• _LATIHAN SOAL_
A: Jawab pertanyaan berikut berdasarkan teks tentang diskusi satu Aceh:
(i) Di mana penulis diajak ngopi melalui pesan WhatsApp?
(ii) Di lantai berapa ruangan diskusi berada?
(iii) Menurut narasumber utama, cara pandang Aceh terhadap siapa yang harus diubah?
B: Salin kata demi kata bagian teks tentang diskusi satu Aceh, mulai dari "Lagi-lagi, spirit satu" dan berakhir pada "untuk kemajuan Aceh.".
C: Tulis ulang dengan lebih ringkas paragraf dalam teks tentang diskusi satu Aceh yang dimulai dengan "Lagi-lagi, spirit satu Aceh", tanpa menghilangkan fakta utamanya.

• _KUTIPAN TEKS_
Oleh Zulfata Pendiri Sekolah Kita Menulis (SKM), tinggal di Tebet, Jakarta Selatan
Pelita.co – Diskusi terkait satu Aceh di malam sebelumnya kembali dilanjutkan. Pagi Minggu menjelang siang, pesan WhatsApp saya kembali masuk “Jam 3 ngopi di Benhil ya kalau ada waktu”. Saya langsung membalas jawaban “ok”. Saat itu saya tiba di lokasi diskusi dengan tepat waktu, tanpa jalan macet, tanpa gerimis atau hujan dan badai. Cuaca Jakarta hari itu sangat bersahabat.
Tibanya di ruangan diskusi, di lantai dua, saya langsung disuguhi pertanyaan oleh narasumber utama “gimana pendapat zul memahami diskusi semalam?”, “ruwet dan menyuramkan”. Jawab saya. Lantas narasumber utama juga melanjutkan “betul, kalau saya jadi (dia), saya akan tinggalkan itu jabatan”.
Penggalan percakapan saya dengan narasumber utama yang disinggung di atas merupakan bagian kecil isyarat yang menandakan bahwa batapa beratnya beban kemunduran Aceh yang diakibatkan oleh elitenya sendiri saat ingin membangun Aceh dari sektor pengelolaan sumber daya alam. Baik dari sisi perhitungan bisnis, politik maupun peraturan daerah. Benturan praksis bisnis dan politik di Aceh telah menjadikan Aceh sedang melaju kencang ke arah kemunduran.
Lagi-lagi, spirit satu Aceh kembali diuraikan oleh narasumber utama, cara pandang Aceh melihat nasional atau pemerintah pusat harus diubah, tidak boleh selalu mengedepankan curiga secara berlebihan. Aceh tidak akan bisa berbuat apa-apa dalam hal membangun daerah berbasis pengelolaan sumber daya alamnya ketika terus-terusan melihat nasional sebagai ancaman, terlebih kompromi di internal elite Aceh juga belum kuat berpihak untuk kemajuan Aceh.

Entri Tersimpan
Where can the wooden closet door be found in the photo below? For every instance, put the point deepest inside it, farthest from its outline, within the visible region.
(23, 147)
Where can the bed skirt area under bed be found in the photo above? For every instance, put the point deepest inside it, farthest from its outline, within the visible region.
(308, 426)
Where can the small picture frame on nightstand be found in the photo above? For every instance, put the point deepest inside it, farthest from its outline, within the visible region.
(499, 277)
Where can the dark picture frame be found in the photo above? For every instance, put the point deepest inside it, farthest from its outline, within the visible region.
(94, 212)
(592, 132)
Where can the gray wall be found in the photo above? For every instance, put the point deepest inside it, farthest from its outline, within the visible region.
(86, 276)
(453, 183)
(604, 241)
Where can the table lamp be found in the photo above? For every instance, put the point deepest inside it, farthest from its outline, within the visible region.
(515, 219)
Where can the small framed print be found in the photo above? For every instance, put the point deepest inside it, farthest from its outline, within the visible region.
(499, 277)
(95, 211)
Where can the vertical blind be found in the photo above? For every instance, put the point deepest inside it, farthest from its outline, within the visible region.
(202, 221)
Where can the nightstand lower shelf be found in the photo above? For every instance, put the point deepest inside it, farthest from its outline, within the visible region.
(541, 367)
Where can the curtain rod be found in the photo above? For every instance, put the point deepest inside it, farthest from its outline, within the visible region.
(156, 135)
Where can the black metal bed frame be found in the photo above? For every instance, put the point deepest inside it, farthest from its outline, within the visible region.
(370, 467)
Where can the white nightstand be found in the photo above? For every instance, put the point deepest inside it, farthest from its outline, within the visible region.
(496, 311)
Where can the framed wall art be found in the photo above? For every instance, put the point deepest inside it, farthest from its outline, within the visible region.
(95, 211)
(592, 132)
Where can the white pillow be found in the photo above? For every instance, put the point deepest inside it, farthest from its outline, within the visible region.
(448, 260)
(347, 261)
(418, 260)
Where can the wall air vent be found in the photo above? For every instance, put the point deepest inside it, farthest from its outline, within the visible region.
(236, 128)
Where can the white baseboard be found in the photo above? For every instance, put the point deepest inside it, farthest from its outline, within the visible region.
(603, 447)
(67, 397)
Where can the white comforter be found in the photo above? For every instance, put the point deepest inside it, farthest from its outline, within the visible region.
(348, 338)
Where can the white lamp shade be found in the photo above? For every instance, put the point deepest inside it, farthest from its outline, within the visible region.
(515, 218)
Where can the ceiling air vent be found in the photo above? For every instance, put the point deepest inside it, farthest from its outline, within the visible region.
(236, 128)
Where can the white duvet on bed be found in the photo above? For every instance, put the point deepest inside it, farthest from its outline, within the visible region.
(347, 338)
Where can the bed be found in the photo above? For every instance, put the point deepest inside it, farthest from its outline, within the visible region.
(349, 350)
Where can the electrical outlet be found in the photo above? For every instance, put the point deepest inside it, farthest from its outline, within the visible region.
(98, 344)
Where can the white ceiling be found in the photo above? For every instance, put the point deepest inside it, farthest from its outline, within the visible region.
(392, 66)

• _JAWABAN TIAP SOAL_
A:
(i) Di Benhil.
(ii) Di lantai dua.
(iii) Terhadap nasional atau pemerintah pusat.

B:
Lagi-lagi, spirit satu Aceh kembali diuraikan oleh narasumber utama, cara pandang Aceh melihat nasional atau pemerintah pusat harus diubah, tidak boleh selalu mengedepankan curiga secara berlebihan. Aceh tidak akan bisa berbuat apa-apa dalam hal membangun daerah berbasis pengelolaan sumber daya alamnya ketika terus-terusan melihat nasional sebagai ancaman, terlebih kompromi di internal elite Aceh juga belum kuat berpihak untuk kemajuan Aceh.

C: Narasumber utama kembali menguraikan spirit satu Aceh. Menurutnya, Aceh harus mengubah cara pandangnya terhadap nasional atau pemerintah pusat dan berhenti menaruh curiga secara berlebihan. Selama Aceh terus memandang nasional sebagai ancaman, daerah itu tidak akan bisa membangun berbasis pengelolaan sumber daya alam. Terlebih lagi, kompromi di internal elite Aceh belum kuat berpihak pada kemajuan Aceh.